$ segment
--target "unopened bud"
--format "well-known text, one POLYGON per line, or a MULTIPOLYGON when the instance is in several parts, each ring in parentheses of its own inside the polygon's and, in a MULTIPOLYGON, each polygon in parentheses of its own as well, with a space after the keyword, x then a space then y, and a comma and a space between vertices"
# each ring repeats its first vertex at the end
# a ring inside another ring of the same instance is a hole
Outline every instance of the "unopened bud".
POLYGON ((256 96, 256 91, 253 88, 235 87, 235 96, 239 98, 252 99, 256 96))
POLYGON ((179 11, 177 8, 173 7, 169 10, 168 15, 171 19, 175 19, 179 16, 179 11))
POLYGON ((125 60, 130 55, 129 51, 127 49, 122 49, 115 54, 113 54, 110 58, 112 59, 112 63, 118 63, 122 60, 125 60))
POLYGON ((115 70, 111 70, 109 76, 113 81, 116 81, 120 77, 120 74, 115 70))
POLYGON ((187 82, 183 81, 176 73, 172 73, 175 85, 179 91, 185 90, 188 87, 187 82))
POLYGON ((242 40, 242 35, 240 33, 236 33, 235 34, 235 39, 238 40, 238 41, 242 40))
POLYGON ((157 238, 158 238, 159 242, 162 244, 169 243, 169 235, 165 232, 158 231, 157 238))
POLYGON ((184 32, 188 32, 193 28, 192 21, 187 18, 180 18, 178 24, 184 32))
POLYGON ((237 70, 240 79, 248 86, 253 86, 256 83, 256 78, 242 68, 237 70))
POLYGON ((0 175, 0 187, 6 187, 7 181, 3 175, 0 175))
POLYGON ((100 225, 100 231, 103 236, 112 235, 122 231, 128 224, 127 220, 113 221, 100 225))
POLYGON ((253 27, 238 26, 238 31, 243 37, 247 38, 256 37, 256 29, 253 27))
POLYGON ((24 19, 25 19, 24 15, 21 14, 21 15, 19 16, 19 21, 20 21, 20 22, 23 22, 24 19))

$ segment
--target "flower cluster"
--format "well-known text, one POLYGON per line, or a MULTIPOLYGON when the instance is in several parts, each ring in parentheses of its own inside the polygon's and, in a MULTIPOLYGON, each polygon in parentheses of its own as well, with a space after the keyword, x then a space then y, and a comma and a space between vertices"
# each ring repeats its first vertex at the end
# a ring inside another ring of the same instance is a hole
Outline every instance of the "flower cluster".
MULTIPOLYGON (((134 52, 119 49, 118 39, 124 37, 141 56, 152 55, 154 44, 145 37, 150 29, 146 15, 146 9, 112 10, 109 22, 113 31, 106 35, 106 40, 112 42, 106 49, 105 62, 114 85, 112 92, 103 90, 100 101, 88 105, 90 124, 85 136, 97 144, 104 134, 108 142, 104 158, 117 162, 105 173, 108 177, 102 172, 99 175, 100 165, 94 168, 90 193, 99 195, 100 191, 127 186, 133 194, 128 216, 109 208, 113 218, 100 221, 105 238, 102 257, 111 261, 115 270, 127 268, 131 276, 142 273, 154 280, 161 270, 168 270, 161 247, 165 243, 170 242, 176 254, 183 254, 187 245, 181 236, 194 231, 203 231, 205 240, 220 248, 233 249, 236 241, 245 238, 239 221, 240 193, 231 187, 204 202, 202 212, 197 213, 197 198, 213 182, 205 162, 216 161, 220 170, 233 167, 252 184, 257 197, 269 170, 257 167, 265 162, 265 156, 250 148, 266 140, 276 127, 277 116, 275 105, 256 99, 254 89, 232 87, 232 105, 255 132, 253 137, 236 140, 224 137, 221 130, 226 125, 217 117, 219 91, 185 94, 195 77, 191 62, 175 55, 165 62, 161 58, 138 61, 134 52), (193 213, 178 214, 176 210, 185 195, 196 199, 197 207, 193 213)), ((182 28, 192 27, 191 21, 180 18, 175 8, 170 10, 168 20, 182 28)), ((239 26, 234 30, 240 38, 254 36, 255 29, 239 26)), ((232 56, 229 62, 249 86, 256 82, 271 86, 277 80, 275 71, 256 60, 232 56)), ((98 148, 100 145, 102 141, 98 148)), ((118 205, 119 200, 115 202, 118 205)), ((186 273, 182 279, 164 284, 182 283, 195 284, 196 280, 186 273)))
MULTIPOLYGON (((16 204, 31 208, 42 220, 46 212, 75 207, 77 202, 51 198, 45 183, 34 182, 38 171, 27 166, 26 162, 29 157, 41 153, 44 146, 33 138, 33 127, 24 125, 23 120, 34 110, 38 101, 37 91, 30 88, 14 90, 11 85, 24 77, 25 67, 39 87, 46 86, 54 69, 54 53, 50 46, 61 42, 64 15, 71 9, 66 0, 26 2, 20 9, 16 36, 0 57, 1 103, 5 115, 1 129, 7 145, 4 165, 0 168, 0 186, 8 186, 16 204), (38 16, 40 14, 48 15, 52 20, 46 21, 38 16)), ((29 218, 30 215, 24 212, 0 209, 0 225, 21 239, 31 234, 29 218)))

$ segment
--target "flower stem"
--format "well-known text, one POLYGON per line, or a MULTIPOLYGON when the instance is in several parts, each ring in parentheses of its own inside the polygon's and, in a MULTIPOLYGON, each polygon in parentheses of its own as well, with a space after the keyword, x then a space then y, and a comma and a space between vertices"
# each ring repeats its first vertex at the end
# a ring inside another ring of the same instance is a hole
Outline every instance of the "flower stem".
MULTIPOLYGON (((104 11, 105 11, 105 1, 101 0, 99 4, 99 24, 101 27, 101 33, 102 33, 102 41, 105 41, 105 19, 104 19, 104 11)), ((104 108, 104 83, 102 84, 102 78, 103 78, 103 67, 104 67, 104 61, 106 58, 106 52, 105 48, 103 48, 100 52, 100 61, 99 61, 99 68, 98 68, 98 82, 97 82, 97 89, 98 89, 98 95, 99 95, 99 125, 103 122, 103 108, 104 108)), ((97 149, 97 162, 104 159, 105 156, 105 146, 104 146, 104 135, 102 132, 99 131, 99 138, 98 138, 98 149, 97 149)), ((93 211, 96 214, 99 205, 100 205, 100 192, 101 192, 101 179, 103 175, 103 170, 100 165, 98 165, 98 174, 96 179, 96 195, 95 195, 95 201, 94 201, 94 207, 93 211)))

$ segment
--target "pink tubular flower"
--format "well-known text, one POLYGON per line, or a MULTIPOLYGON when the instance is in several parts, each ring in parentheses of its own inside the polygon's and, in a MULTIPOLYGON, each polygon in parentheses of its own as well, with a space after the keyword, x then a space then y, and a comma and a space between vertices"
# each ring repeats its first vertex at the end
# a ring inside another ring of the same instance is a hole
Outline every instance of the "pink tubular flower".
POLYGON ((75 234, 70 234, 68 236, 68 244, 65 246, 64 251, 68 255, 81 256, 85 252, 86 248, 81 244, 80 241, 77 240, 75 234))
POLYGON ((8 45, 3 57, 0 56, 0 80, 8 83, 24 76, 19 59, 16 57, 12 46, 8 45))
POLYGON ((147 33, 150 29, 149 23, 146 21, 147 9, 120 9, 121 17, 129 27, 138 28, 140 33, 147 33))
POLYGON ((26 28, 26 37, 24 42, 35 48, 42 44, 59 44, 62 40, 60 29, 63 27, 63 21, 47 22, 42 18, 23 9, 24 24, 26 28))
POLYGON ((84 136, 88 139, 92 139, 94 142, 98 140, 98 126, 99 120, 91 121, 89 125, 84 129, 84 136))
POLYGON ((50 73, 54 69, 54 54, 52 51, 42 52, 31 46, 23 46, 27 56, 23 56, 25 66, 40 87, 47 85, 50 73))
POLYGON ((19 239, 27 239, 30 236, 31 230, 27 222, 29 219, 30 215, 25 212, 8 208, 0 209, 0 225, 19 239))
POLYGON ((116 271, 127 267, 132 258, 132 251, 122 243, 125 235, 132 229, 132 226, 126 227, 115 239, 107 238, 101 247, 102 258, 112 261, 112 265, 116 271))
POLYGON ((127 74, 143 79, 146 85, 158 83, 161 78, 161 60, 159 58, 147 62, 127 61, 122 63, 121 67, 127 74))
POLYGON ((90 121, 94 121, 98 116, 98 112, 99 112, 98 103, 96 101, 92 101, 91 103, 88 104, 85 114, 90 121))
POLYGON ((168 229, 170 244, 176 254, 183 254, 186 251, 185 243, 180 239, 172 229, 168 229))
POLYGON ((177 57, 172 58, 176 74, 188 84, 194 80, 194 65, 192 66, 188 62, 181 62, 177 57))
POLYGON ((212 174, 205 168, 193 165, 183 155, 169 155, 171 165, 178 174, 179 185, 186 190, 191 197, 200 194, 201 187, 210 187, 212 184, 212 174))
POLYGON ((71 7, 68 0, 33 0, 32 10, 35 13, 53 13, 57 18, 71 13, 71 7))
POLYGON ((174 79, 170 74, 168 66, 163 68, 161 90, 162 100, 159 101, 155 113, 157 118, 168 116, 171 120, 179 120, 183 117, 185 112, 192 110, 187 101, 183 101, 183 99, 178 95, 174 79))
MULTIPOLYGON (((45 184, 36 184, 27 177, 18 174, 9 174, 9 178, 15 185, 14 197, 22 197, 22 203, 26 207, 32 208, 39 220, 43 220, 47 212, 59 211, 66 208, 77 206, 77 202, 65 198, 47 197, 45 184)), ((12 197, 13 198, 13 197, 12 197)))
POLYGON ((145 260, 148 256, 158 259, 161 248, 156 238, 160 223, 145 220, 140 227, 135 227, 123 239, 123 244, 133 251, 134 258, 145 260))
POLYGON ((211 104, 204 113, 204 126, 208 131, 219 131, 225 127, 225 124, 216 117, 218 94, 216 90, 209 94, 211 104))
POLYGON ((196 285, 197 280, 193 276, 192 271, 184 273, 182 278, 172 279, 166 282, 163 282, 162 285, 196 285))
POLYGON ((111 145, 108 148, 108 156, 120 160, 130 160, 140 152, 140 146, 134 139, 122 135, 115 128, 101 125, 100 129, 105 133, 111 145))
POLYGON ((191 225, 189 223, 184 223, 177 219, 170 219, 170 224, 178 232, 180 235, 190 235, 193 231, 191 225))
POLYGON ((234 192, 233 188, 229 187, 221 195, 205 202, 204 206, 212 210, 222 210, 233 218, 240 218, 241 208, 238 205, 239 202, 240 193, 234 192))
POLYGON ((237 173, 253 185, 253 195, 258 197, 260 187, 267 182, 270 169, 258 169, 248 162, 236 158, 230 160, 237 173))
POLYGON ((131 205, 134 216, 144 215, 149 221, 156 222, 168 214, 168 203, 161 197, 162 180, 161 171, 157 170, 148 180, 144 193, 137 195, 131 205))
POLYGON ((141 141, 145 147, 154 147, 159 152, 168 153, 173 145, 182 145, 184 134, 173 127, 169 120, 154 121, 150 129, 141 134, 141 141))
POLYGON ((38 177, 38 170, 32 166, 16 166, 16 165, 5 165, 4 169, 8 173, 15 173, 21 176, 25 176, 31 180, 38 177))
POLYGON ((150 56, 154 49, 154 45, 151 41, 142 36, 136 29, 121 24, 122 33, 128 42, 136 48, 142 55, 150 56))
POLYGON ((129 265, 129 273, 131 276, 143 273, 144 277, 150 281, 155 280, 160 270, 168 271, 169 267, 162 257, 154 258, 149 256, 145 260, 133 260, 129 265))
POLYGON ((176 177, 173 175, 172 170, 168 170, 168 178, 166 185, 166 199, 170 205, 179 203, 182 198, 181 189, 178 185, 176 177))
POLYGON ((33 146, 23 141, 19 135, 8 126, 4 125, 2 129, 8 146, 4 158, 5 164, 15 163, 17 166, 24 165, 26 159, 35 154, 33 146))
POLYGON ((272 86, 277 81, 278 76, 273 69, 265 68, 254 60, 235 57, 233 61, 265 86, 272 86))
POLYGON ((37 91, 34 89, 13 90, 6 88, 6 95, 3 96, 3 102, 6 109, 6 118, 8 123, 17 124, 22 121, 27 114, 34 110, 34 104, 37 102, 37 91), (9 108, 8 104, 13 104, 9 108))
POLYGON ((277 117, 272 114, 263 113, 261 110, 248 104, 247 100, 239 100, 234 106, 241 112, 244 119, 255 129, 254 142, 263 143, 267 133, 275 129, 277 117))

**Brief:** Search the records above for "target". Copy each line where it is found.

**Response to this exercise:**
--target "unopened bud"
--target "flower cluster"
--target "flower stem"
--target "pink tubular flower"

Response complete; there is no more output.